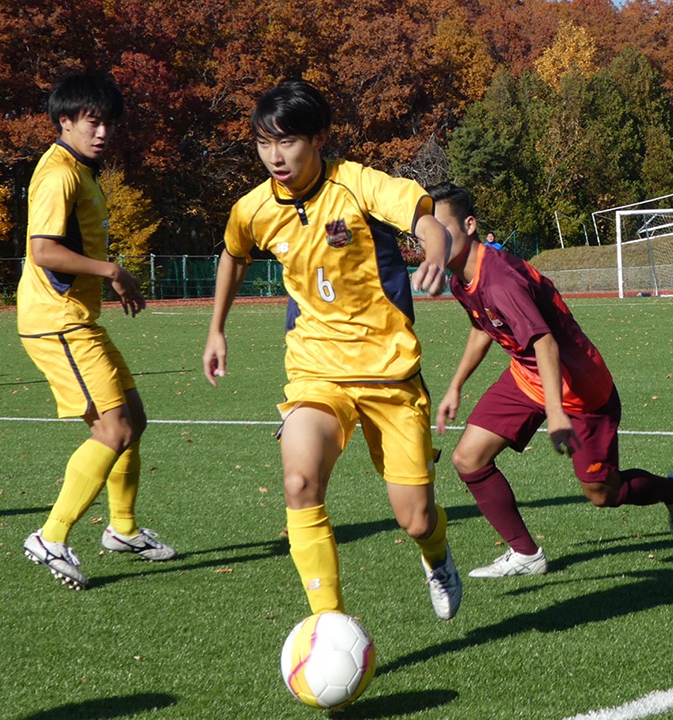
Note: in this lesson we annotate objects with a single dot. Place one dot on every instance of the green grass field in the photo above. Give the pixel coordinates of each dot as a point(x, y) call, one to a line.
point(200, 637)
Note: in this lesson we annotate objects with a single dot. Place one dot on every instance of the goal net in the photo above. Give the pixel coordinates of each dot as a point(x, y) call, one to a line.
point(644, 252)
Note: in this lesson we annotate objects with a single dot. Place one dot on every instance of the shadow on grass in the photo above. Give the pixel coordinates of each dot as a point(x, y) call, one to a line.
point(399, 704)
point(113, 707)
point(24, 382)
point(650, 590)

########################################

> [Task prompt] One exact copy of the data, no pictures: write it out line for line.

> [Expected answer]
Note: in this lesson we annotate objects with a single dot. Place one dot on every instance of the green grass field in the photo above. Give the pixel coordinates of each dot as a point(x, y) call, one to a line.
point(200, 637)
Note: in this lesson we annotate objects with a single dot. Place one dot on every instance of the goal net in the photo above. Give the pixel coordinates of each dot as a point(x, y) call, one to a line.
point(644, 252)
Note: in this lesson we annotate objects with a single dot. Place one dot on every instance of the shadow on grass in the photo above. Give the pixel coordinates of each dot as a point(x, y) call, one to a line.
point(399, 704)
point(113, 707)
point(24, 382)
point(650, 590)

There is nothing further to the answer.